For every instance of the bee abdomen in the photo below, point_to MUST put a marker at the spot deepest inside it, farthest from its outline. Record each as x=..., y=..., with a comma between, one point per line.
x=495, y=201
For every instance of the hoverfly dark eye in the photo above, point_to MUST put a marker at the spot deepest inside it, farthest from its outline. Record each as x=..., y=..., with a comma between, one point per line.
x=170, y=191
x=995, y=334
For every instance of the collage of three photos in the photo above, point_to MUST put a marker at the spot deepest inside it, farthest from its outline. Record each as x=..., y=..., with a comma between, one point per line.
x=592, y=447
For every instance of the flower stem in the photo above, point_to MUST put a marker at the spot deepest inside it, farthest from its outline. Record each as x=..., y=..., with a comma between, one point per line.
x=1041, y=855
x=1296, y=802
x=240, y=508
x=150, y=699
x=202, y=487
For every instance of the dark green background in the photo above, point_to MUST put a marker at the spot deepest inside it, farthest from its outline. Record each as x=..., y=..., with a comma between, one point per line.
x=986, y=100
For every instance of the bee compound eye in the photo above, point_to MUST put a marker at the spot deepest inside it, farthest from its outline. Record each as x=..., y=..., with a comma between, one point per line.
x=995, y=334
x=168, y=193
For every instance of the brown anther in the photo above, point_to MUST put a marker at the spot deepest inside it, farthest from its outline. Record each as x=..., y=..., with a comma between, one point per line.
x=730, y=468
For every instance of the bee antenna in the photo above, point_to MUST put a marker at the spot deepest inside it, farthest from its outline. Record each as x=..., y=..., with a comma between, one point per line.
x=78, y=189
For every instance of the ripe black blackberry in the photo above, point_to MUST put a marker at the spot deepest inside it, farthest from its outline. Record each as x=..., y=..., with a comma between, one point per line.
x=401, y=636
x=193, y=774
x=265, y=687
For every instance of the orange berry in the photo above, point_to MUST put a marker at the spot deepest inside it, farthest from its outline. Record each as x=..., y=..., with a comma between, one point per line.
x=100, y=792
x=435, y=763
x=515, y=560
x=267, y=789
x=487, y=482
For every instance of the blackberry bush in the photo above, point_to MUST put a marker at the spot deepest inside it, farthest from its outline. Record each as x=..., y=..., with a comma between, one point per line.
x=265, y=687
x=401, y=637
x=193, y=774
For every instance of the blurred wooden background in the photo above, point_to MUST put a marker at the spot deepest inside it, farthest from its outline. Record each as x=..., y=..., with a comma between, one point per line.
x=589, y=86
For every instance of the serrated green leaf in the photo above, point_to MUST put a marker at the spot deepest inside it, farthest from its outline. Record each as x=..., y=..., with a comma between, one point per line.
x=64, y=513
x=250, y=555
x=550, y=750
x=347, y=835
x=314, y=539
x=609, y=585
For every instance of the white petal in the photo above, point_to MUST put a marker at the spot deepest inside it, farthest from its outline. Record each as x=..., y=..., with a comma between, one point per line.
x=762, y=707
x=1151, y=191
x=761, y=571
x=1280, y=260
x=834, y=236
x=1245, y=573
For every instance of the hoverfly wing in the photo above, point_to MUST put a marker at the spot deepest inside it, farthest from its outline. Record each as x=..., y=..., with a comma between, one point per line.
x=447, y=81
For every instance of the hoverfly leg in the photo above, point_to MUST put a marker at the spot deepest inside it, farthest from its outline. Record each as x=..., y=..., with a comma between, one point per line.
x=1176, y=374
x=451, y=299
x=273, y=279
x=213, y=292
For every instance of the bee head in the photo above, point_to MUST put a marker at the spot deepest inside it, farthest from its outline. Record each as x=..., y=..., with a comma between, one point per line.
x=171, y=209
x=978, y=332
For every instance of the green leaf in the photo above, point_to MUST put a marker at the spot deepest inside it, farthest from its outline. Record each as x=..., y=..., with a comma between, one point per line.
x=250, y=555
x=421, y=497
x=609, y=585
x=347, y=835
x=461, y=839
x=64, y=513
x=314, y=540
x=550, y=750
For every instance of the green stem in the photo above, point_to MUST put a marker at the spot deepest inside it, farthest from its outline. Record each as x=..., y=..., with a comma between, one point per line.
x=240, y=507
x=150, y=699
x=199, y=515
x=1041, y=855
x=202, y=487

**DIRECTIONS:** What needs duplicating is the run of lines from the one containing "For every instance of the blurred" through the last line of the entries above, exact and complete.

**WRITTEN RESPONSE:**
For every instance of the blurred wooden background in the photo above, point_to MUST put a marker at the spot deepest inside it, farthest from its outline. Record each as x=..., y=..., with a comma between, one point per line.
x=589, y=86
For every instance of the serrated green leaf in the photo above, point_to MUST put a marker at the spot deepest inside it, farthest from its outline. Record each as x=..., y=..., with a comma between, one point per line.
x=64, y=513
x=250, y=555
x=550, y=750
x=347, y=835
x=314, y=539
x=609, y=585
For every instance of the white petal in the photo above, point_to MUST put a marker at the spot deepest inside it, farthest from its outline. Record each as x=..., y=..., with a comma between, one point per line.
x=762, y=707
x=1151, y=191
x=761, y=571
x=1280, y=260
x=834, y=236
x=1245, y=573
For every instance of the hoverfly wing in the photo above, point_to MUST put a marker at the spot deepest inside it, farthest from its outline. Record each as x=..., y=..., with a comma between, one point per line.
x=447, y=81
For every instance of the hoverfly leg in the photo above, point_to MUST put a marker at the spot deepest inside it, farthest from its outline. Record each as x=..., y=..., with a comma between, one point per line.
x=1176, y=374
x=451, y=299
x=273, y=279
x=213, y=292
For every instance of the bee head in the photo above, point_to MUST put a marker at the spot deepest inside it, farthest from its outline. Record each as x=..., y=..., with a comma between, one point per line.
x=171, y=209
x=978, y=332
For every instance of the green leaf in the photo above, point_to MUST put a marker at the spot deepest inside it, farthest from its outline. Record each as x=..., y=..., with a comma between, one point per line.
x=250, y=555
x=421, y=497
x=609, y=585
x=347, y=835
x=461, y=839
x=64, y=513
x=314, y=540
x=550, y=750
For every instance of the green stem in the photo above, point_to MUST put a marker at the spot deepest inside it, farthest from its outline. Record each as x=..., y=..., with a comma between, one point per line.
x=240, y=507
x=150, y=699
x=199, y=515
x=1041, y=855
x=202, y=487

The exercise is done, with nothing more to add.